Cuando Jesús se acercaba a la pendiente del monte de los Olivos, todos los discípulos, llenos de alegría, comenzaron a alabar a Dios en alta voz, por todos los milagros que habían visto. Y decían: «¡Bendito sea el Rey que viene en nombre del Señor! ¡Paz en el cielo y gloria en las alturas!» (Lc. 19, 37-38)
Jesús acompañado de sus discípulos, iba camino a Jerusalén. Cuando se acercó a Betfagé y Betania, al pie del monte llamado de los Olivos, envió a dos de sus discípulos, diciéndoles: «Vayan al pueblo que está enfrente y, al entrar, encontrarán un asno atado, que nadie ha montado todavía. Desátenlo y tráiganlo; y si alguien les pregunta: “¿Por qué lo desatan?”, respondan: “El Señor lo necesita”».
Los enviados partieron y encontraron todo como Él les había dicho. Cuando desataron el asno, sus dueños les dijeron: «¿Por qué lo desatan?»
Y ellos respondieron: «El Señor lo necesita».
Luego llevaron el asno adonde estaba Jesús y, poniendo sobre él sus mantos, lo hicieron montar. Mientras Él avanzaba, la gente extendía sus mantos sobre el camino.
Cuando Jesús se acercaba a la pendiente del monte de los Olivos, todos los discípulos, llenos de alegría, comenzaron a alabar a Dios en alta voz, por todos los milagros que habían visto. Y decían:
«¡Bendito sea el Rey que viene
en nombre del Señor!
¡Paz en el cielo
y gloria en las alturas!»
Algunos fariseos que se encontraban entre la multitud le dijeron:
«Maestro, reprende a tus discípulos».
Pero él respondió:
«Les aseguro que si ellos callan, gritarán las piedras».
Palabra del Señor.
Jesús iba adelante, peregrinando y subiendo a Jerusalén. Jesús está cumpliendo el final de su misión, el Padre lo envió para que muriendo en la cruz nos diera la redención, es el final de esta misión de Jesús y por eso sube a Jerusalén.
Hemos llegado ya al Domingo de Ramos. Caminamos, peregrinamos junto con Jesús a la semana que llamamos santa, donde celebramos el memorial de la derrota de Cristo y de su victoria.
“Sube a Jerusalén”
Se trata de una ciudad colocada en un alto, rodeada de una muralla que parece impenetrable. La subida marca el destino final, su pasión, su muerte en la cruz y el principio de sus días gloriosos, la resurrección, la ascensión y la gloria. Aquí está marcada su subida a Jerusalén, y el Señor va adelante, va caminando, peregrina, guía .. para esto lo envió el Padre.
════════
¿Concuerdan con el pasaje proporcionado estas afirmaciones? Responde sí o no a cada una y cita literalmente las palabras del pasaje que lo deciden.
1. Jesús envió a tres discípulos a buscar el asno.
2. Los dueños del asno preguntaron por qué lo desataban.
3. Algunos fariseos pidieron a Jesús que reprendiera a sus discípulos.

* _LÍNEAS DE DATOS_
════════
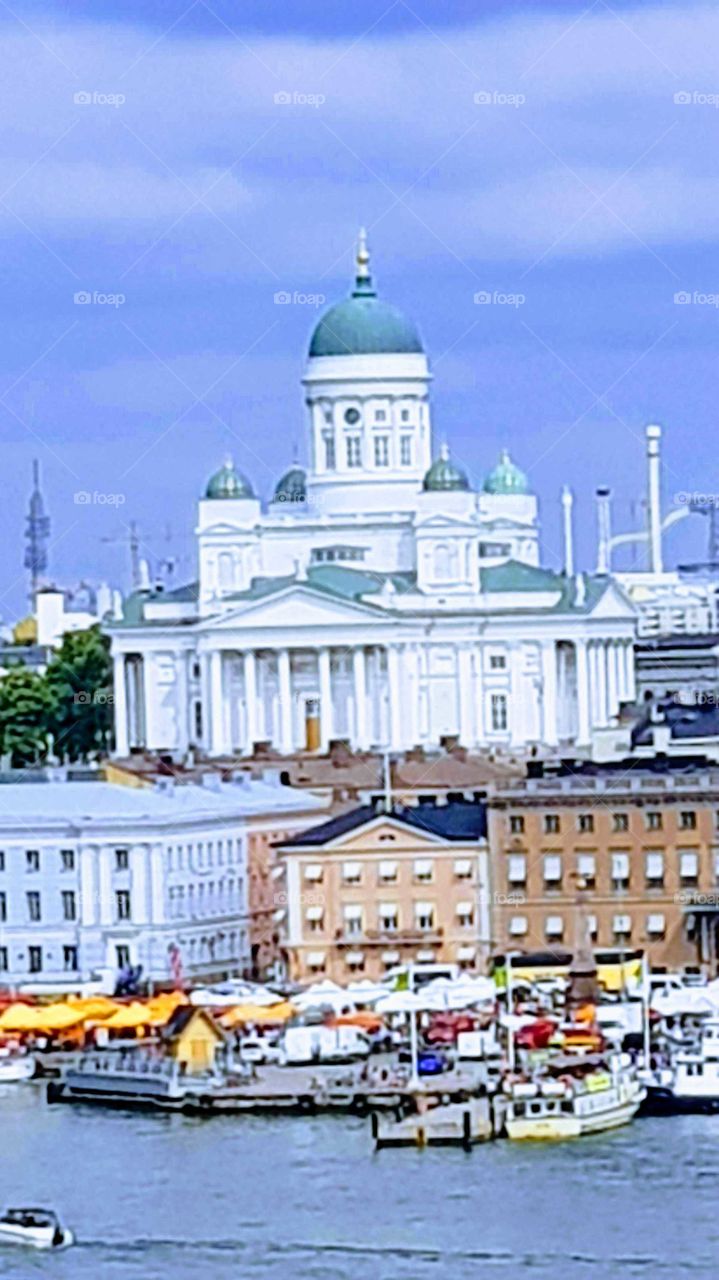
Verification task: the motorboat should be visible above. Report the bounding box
════════
* _EJERCICIO RESUELTO_
1. No: “envió a dos de sus discípulos”.
2. Sí: “sus dueños les dijeron: «¿Por qué lo desatan?»”.
3. Sí: “Algunos fariseos que se encontraban entre la multitud le dijeron: «Maestro, reprende a tus discípulos»”.